## Exercise brief:
All lines from the one containing "Target: woman's neck" through the end of the entries below should appear in the answer exactly, with no others.

## Data shown:

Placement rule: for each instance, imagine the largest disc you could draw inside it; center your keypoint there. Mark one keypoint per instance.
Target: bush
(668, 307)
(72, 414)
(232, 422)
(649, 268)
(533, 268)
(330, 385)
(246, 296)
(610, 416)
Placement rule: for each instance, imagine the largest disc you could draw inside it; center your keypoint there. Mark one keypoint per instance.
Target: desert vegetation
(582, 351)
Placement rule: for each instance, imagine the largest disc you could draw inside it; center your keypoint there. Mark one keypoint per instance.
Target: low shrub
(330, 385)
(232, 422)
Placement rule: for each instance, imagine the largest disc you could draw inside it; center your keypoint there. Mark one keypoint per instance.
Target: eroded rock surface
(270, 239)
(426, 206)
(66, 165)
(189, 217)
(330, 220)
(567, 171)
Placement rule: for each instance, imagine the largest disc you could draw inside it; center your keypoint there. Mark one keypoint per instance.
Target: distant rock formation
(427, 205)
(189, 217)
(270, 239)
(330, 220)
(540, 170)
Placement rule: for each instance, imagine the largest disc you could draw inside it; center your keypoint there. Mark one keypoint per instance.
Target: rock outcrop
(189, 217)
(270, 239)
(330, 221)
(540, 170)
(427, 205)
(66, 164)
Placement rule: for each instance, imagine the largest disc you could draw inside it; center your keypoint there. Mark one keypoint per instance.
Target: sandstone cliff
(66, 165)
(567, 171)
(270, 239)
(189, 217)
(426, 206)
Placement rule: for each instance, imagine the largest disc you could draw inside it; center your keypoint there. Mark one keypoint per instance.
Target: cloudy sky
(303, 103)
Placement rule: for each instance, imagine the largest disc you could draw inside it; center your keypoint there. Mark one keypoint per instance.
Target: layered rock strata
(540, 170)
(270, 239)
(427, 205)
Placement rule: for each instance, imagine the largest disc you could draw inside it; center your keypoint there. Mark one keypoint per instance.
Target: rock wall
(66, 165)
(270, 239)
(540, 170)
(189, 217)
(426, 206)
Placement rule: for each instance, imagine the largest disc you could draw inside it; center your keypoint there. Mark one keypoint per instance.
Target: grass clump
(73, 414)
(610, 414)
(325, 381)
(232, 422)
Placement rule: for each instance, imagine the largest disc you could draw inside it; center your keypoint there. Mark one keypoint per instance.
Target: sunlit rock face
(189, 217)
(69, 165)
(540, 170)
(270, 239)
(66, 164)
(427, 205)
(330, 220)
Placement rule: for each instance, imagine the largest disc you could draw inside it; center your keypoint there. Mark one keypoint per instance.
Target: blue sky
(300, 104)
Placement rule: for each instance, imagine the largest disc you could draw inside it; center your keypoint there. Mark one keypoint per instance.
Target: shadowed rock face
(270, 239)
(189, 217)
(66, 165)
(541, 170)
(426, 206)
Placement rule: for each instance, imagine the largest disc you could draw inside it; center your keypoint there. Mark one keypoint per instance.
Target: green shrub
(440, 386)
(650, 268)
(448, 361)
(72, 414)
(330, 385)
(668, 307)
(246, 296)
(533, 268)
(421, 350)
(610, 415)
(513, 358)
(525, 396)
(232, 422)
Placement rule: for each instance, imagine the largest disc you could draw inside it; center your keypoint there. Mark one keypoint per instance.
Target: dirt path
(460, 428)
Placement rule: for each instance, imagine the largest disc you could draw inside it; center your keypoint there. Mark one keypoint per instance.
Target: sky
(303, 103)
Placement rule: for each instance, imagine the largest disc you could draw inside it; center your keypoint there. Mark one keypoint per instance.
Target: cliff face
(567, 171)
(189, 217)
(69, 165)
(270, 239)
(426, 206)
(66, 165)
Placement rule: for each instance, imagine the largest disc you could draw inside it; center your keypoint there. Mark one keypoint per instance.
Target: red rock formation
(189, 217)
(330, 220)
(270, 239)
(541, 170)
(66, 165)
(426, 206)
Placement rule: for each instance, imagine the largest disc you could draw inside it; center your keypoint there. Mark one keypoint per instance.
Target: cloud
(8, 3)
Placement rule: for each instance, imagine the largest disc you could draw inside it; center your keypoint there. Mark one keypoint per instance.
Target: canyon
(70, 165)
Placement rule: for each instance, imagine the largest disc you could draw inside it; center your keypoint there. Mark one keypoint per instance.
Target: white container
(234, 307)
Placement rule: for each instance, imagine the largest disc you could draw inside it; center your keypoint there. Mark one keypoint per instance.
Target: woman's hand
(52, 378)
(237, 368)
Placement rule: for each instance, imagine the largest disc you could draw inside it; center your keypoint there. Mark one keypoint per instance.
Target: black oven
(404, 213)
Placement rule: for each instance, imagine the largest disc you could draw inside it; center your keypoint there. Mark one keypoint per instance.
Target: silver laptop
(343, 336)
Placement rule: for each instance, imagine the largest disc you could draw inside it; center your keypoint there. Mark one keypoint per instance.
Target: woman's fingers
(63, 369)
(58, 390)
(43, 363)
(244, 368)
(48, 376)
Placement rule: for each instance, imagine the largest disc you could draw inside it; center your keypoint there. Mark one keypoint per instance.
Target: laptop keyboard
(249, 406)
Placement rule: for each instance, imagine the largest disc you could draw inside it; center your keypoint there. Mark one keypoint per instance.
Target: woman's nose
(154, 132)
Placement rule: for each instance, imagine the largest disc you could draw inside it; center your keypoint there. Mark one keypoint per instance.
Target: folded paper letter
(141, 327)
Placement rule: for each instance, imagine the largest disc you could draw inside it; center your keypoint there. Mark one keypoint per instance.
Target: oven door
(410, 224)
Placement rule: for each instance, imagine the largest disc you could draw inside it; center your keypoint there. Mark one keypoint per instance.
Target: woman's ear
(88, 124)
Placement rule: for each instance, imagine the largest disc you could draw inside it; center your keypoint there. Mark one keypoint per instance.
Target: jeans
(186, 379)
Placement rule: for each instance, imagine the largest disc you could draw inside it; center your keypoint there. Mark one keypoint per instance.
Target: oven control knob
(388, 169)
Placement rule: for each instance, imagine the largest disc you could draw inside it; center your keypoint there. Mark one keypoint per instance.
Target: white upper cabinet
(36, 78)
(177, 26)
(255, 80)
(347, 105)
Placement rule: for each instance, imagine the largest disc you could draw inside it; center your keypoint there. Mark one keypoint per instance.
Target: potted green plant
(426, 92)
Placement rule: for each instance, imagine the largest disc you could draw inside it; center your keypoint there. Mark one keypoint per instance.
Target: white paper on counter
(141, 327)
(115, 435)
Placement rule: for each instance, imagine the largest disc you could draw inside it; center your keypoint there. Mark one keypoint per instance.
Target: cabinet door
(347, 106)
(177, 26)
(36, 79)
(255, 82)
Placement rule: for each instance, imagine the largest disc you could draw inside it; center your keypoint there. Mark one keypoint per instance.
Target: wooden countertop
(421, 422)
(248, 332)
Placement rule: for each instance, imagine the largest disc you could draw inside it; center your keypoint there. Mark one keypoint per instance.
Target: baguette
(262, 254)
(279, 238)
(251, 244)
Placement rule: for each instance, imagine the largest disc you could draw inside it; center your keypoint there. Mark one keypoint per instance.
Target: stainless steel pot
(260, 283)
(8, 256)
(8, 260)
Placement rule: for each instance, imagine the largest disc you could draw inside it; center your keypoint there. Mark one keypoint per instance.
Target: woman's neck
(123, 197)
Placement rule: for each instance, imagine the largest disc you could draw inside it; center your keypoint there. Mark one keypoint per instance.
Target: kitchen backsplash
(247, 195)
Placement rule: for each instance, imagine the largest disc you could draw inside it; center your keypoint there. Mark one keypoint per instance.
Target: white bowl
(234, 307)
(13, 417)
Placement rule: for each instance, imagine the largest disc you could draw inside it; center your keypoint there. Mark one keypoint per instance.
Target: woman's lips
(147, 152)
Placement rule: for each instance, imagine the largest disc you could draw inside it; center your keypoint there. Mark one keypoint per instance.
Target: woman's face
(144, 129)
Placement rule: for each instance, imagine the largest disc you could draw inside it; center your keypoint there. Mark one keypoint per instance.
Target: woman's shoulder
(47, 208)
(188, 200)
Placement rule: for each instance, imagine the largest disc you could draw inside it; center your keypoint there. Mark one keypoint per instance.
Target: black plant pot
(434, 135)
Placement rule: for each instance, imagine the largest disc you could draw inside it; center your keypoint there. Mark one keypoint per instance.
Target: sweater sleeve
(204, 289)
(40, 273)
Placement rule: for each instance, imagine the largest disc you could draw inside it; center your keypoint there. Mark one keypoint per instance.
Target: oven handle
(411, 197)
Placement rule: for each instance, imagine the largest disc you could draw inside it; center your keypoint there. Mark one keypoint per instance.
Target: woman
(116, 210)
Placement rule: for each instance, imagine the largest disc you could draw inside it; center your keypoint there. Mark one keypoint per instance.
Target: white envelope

## Solved problem:
Target: woman's neck
(123, 197)
Placement rule: for each instance, imagine the largest disc you could draw inside it; center your keypoint there. Mark one keypoint per instance.
Target: kitchen backsplash
(247, 195)
Placement rule: for each instance, imagine the largest disc you could draw inside it; center your keypoint there. Mark one keypoint per instance.
Target: white bowl
(234, 307)
(13, 417)
Placement rule: for each instance, imagine the largest disc you could draw inside it; center your keypoint there. Mark one keypoint per instance.
Target: woman's lips
(147, 152)
Placement rule: for each instance, imagine the largest disc you could draw inside it; center your keypoint there. Mark one keypoint per instance.
Target: woman's face
(144, 129)
Placement rule: for each instance, imagine the largest disc you could draw inside it; center your keypoint there. Mark one keypoint per instance.
Target: woman's shoulder
(47, 208)
(188, 200)
Placement rule: for each instance, imagine the largest disc you could draw inside it; center your keypoint there. Mark one keypoint per instance.
Target: black plant pot
(434, 135)
Placement rule: for each instance, imagine the largest disc you could draw inside it; center your keypoint there. Mark one keypoint per instance.
Target: sweater sleeve
(204, 289)
(40, 273)
Placement rule: for each instance, imagine the largest disc you could draw inside it; center your keypoint there. Mark one keypoint per instance.
Target: oven handle
(411, 197)
Placement rule: for each instance, imagine the largest disc you could draw inside it; center your keypoint there. Mark one keypoint per instance.
Target: woman
(116, 210)
Placement rule: for each instance, imagine the largest disc you could draw inside it; center your keypoint there. Mark one keypoint per instance.
Target: white envelope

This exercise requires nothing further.